Textauszug:

***

"Human Flow" von Ai Weiwei

Szenenbild aus "Human Flow".
Ai Weiweis Flüchtlings-Doku „Human Flow“ ein erster Tiefpunkt im Wettbewerb.

"Tausche mein Studio in Berlin gegen dein Zelt": Kein besonders gelungener Witz, den der chinesische Großkünstler Ai Weiwei gegenüber einem geflüchteten Syrer macht. Zwar lacht der Mann, und die Pässe werden – „zum Spaß“ - getauscht. Doch dieser missratene Versuch von Ai Weiwei, sich gegenüber Flüchtlingen als „einer von ihnen“ zu stilisieren, ist symptomatisch für einen rundum gescheiterten Film. Dementsprechend bildet seine 140-minütige Doku „Human Flow“ über globale Flüchtingsströme einen ersten Tiefpunkt im Wettbewerb von Venedig.

***

Gegebene Einträge:
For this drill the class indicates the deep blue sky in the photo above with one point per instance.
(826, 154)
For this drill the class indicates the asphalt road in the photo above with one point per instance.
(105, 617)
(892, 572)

***

Arbeitsanweisungen:
A) Welche Laufzeit nennt die Filmkritik zu „Human Flow“ für die Doku?
B) Führe die Filmkritik zu „Human Flow“ im Anschluss an ihren letzten Satz weiter.
Die Zeilen stehen in keinem Zusammenhang mit der Filmkritik.

Lösungen:
A) Die Doku dauert 140 Minuten.

B)
Ai Weiwei interessiert sich nur wenig für einzelne Schicksale dislozierter Menschen, die mittellos durch die Fremde ziehen und dann vor Stacheldrähten scheitern. Zwar dürfen einige Protagonisten in angerissenen Sätzen von den miserablen Umständen in ihrer Heimat erzählen. Doch letztlich will der Künster das ganz große Bild malen, ein Gesamtkunstwerk, sozusagen: Immer wieder lässt er die Kamera von möglichst weit oben über Flüchtlingslager schweifen und so geometrische Bilder zeichnen, in denen die Menschlein nur kleine Ameisen darstellen. Dazwischen reiht er wahllos Bilder von Flüchtenden aneinander, sei es im Schlauchboot am Mittelmeer, an der mexikanischen Grenze oder im ungarischen Auffanglager.

Kein Ort der Welt, wo Ai Weiwei nicht ist. Doch gerade der Anspruch, über Migrationsströme auf der ganzen Welt zu erzählen, macht „Human Flow“ zur überbordenden Allerwelts-Doku, die nur ein diffuses Gefühl von Empathie hinterlässt. Ganz besonders Ai Weiweis Bemühungen, sich unter seine Protagonisten zu mischen – von denen er sich beispielsweise im Flüchtlingslager die Haare schneiden lässt oder mit ihnen über Obstpreise verhandelt – lässt ihn weniger solidarisch, als vielmehr eitel erscheinen: als einen Künstler, der sich der Autorenschaft versichert, indem er sich selbst in die Bilder menschlichen Elends einschreibt.